- _EXERCISE_: Reproduce every one of the records below word for word, leaving out the pictures.

- _RAW DATA_:
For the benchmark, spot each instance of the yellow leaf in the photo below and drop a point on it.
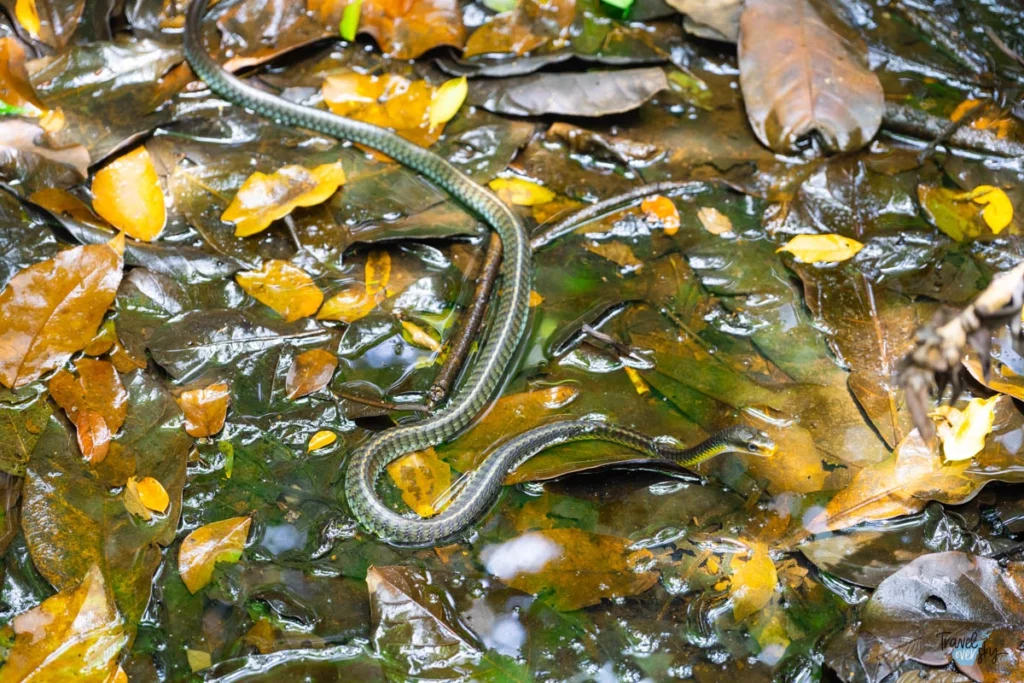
(321, 439)
(127, 194)
(283, 287)
(964, 432)
(997, 211)
(662, 210)
(446, 100)
(28, 16)
(76, 635)
(209, 545)
(420, 337)
(423, 478)
(520, 191)
(821, 248)
(753, 582)
(263, 199)
(714, 220)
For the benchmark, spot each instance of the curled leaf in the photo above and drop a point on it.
(209, 545)
(263, 199)
(127, 194)
(287, 289)
(821, 248)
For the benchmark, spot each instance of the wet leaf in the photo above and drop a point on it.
(415, 631)
(310, 372)
(287, 289)
(587, 94)
(74, 635)
(529, 26)
(127, 194)
(798, 77)
(208, 546)
(753, 582)
(52, 309)
(423, 478)
(263, 199)
(569, 568)
(205, 409)
(942, 608)
(822, 248)
(964, 432)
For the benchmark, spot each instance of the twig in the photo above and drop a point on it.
(471, 323)
(936, 360)
(906, 120)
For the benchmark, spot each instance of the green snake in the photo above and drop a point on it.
(369, 460)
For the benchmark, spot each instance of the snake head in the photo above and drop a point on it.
(752, 441)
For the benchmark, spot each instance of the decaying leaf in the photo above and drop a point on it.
(800, 77)
(205, 409)
(74, 635)
(52, 309)
(127, 194)
(263, 199)
(287, 289)
(209, 545)
(423, 478)
(309, 373)
(570, 568)
(822, 248)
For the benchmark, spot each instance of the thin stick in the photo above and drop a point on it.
(471, 323)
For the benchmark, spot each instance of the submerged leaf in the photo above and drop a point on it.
(127, 194)
(569, 568)
(822, 248)
(263, 199)
(204, 548)
(799, 77)
(287, 289)
(52, 309)
(74, 635)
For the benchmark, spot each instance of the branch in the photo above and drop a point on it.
(936, 360)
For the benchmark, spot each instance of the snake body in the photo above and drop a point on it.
(369, 460)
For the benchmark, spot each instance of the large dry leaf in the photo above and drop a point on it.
(74, 635)
(52, 309)
(570, 568)
(798, 76)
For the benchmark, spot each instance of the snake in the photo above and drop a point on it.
(496, 354)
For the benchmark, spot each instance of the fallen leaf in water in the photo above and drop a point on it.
(753, 583)
(964, 432)
(309, 373)
(321, 439)
(446, 100)
(570, 568)
(127, 194)
(287, 289)
(356, 300)
(821, 248)
(662, 211)
(520, 191)
(423, 478)
(205, 409)
(530, 25)
(798, 76)
(51, 309)
(263, 199)
(208, 546)
(74, 635)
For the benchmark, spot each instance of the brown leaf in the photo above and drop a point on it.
(74, 635)
(52, 309)
(570, 568)
(798, 76)
(205, 409)
(309, 373)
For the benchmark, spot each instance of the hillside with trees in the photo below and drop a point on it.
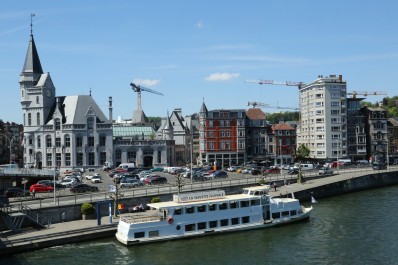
(389, 104)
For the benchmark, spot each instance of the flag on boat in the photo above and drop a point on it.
(112, 188)
(313, 200)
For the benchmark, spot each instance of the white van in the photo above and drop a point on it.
(307, 166)
(126, 166)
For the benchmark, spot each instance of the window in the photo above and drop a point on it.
(102, 140)
(245, 219)
(90, 141)
(79, 141)
(139, 234)
(223, 206)
(49, 160)
(235, 221)
(67, 140)
(244, 204)
(58, 142)
(90, 123)
(48, 141)
(212, 224)
(233, 205)
(224, 222)
(201, 226)
(189, 227)
(57, 125)
(67, 159)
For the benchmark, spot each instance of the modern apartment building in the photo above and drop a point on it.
(322, 127)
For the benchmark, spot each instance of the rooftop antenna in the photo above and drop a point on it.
(31, 23)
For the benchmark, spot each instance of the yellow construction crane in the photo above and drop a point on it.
(354, 94)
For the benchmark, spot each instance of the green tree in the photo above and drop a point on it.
(302, 153)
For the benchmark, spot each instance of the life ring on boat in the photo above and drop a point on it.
(170, 220)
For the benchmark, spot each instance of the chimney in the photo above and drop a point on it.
(110, 109)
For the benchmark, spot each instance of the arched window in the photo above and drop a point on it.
(90, 123)
(57, 124)
(67, 140)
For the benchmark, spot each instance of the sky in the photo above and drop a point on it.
(197, 51)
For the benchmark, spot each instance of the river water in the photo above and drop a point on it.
(356, 228)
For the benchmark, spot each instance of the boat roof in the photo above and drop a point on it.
(173, 204)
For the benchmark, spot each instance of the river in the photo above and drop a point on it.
(356, 228)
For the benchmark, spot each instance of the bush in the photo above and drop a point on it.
(155, 200)
(87, 208)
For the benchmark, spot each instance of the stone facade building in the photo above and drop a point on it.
(60, 131)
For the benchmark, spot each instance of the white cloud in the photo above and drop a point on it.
(221, 76)
(200, 24)
(146, 82)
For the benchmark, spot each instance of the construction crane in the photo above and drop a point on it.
(272, 82)
(264, 105)
(138, 89)
(354, 94)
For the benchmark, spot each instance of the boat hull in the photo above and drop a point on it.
(122, 237)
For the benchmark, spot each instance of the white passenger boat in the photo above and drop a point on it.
(209, 212)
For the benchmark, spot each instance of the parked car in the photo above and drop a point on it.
(272, 170)
(96, 179)
(16, 192)
(216, 174)
(155, 179)
(130, 183)
(379, 166)
(325, 171)
(68, 182)
(40, 188)
(80, 188)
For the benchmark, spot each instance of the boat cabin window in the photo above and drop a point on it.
(223, 206)
(201, 225)
(224, 222)
(244, 204)
(189, 209)
(212, 224)
(153, 233)
(201, 208)
(177, 211)
(276, 215)
(255, 202)
(285, 214)
(189, 227)
(139, 234)
(245, 219)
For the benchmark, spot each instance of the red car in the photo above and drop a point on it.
(40, 188)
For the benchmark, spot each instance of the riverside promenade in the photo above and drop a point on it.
(84, 230)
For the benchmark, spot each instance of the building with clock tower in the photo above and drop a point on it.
(60, 131)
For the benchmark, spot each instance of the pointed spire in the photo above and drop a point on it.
(32, 61)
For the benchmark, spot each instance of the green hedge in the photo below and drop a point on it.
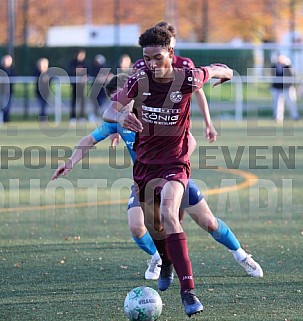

- _RESULT OF THE TASK_:
For the benchmark, spot each instance of the yellow leaf in the photo below and drop a point on it.
(321, 439)
(127, 194)
(283, 287)
(964, 432)
(997, 211)
(662, 210)
(446, 100)
(28, 16)
(76, 635)
(209, 545)
(420, 337)
(423, 478)
(520, 191)
(821, 248)
(753, 582)
(263, 199)
(714, 220)
For the benchmark, spot each instance of the curled leaf in the photo above and drop a point on it.
(209, 545)
(263, 199)
(127, 194)
(287, 289)
(821, 248)
For the benchmark, spot each instance of the wet leaf in the photo above and drop a point on it.
(415, 631)
(310, 372)
(287, 289)
(587, 94)
(74, 635)
(529, 26)
(127, 194)
(798, 77)
(208, 546)
(753, 582)
(52, 309)
(423, 478)
(263, 199)
(569, 568)
(205, 409)
(942, 608)
(822, 248)
(964, 432)
For the benchmark, spot each instance of the twig in the photo above and drop a point on it.
(471, 323)
(936, 360)
(906, 120)
For the benchmark, spot each instance of the green snake in the photo above and drop a point on it.
(369, 460)
For the benchmark, spot each instance of the snake head in the photo above and drop a point on it.
(752, 441)
For the benchmark, spot each instance of the decaying leaf in the photo above and drop a point on it.
(800, 77)
(205, 409)
(74, 635)
(52, 309)
(127, 194)
(263, 199)
(287, 289)
(209, 545)
(423, 478)
(309, 373)
(570, 568)
(822, 248)
For the benchmark, spot each instance of the thin stick in the photo above and drop a point on it.
(471, 323)
For the benchmark, spot each instance of the submerged leaf in the photo above and drop a point on it.
(127, 194)
(569, 568)
(822, 248)
(263, 199)
(204, 548)
(799, 77)
(287, 289)
(52, 309)
(74, 635)
For the benchmark, spot each instance of the branch in the photo above and drop a point on it.
(936, 360)
For the benchmark, spot each instance of the snake body in the photo above and drop a point on it.
(369, 460)
For the benchmark, spot each instance of the large dry leaf in the photo above and drop a point on it.
(74, 635)
(52, 309)
(570, 568)
(798, 76)
For the benchmark, spot each instance of the snake in the photo above and drop a point on it.
(496, 354)
For the benchmark, spot each instance of the fallen leaf in water in the photo above and drop a point on it.
(753, 583)
(964, 432)
(309, 373)
(321, 439)
(446, 100)
(570, 568)
(127, 194)
(287, 289)
(356, 300)
(821, 248)
(662, 211)
(520, 191)
(423, 478)
(205, 409)
(530, 25)
(798, 76)
(51, 309)
(263, 199)
(208, 546)
(74, 635)
For the benchmark, spot each instance of the brown leaf in the photo above and drop a point on it.
(74, 635)
(52, 309)
(570, 568)
(798, 76)
(205, 409)
(309, 373)
For the benchmark, spot each instance of the hillside with trees in the photo below and drop a point on it.
(389, 104)
For the benchmark, spot each instance of the flag on boat in the photo above and drop a point on it.
(112, 188)
(313, 200)
For the benchmark, spot each instance of the white van in the photo above and drop a point on it.
(307, 166)
(126, 166)
For the benchmark, spot each instance of the window in the photo above and drop a point on it.
(102, 140)
(245, 219)
(90, 141)
(79, 141)
(139, 234)
(223, 206)
(49, 160)
(235, 221)
(67, 140)
(244, 204)
(58, 142)
(90, 123)
(48, 141)
(212, 224)
(233, 205)
(224, 222)
(201, 226)
(189, 227)
(57, 125)
(67, 159)
For the benchmark, spot each instance of the modern apartment building in the photo above and drop a point on it.
(322, 127)
For the benchmark, spot each instance of the rooftop antenna in the photo above and drop a point on it.
(31, 23)
For the benchmark, spot each instance of the yellow construction crane in the photo above and drop a point on it.
(354, 94)
For the benchmark, spot each instance of the green tree in the photo above and drop a point on it.
(302, 153)
For the benchmark, spot each instance of the life ring on boat in the photo above and drop a point on it.
(170, 220)
For the benchmark, spot each instance of the chimney in the photo above and drop a point on it.
(110, 109)
For the benchmark, spot each instance of the arched window in the photo above and drop a point on it.
(90, 123)
(57, 124)
(67, 140)
For the benchmark, spot each instance of the sky in the photo above and drop a point on it.
(197, 51)
For the benchmark, spot each instance of the river water in the photo above and drop a point on it.
(356, 228)
For the benchmark, spot each instance of the boat roof in the photo above and drop a point on it.
(173, 204)
For the benchmark, spot each instance of the river in the photo above and drop a point on it.
(356, 228)
For the benchmark, spot each instance of the bush in the photo above and drop a point on it.
(155, 200)
(87, 208)
For the benchmark, spot each instance of the stone facade building in the photo above and drop a point on it.
(60, 131)
For the benchmark, spot each instance of the white cloud in the photo above and drop a point on it.
(221, 76)
(200, 24)
(146, 82)
For the benchmark, spot each instance of the construction crane in the photo above and drop a point on it.
(272, 82)
(264, 105)
(138, 89)
(354, 94)
For the benchmark, spot each instance of the boat hull in the photo above and drop a point on it.
(122, 237)
For the benchmark, spot each instance of the white passenger boat in the photo above and drop a point on it.
(209, 212)
For the benchmark, spot each instance of the parked car in the photo above and drop a point on it.
(272, 170)
(96, 179)
(16, 192)
(216, 174)
(155, 179)
(130, 183)
(379, 166)
(325, 171)
(68, 182)
(40, 188)
(80, 188)
For the benchmark, spot each instance of the boat cabin window in the photo above and drop a point on it.
(223, 206)
(201, 225)
(224, 222)
(244, 204)
(189, 209)
(212, 224)
(153, 233)
(201, 208)
(177, 211)
(276, 215)
(255, 202)
(285, 214)
(189, 227)
(139, 234)
(245, 219)
For the benchmark, spot each instance of the red car in the photo above and drop a point on it.
(40, 188)
For the benchmark, spot each instance of the riverside promenade in the photo above and drop a point on it.
(84, 230)
For the benchmark, spot each instance of the building with clock tower in the photo above and drop a point on it.
(60, 131)
For the benchmark, spot each instance of the pointed spire in the photo above and drop a point on it.
(32, 61)
For the benchmark, spot each instance of the green hedge in the photo below and drop a point on it.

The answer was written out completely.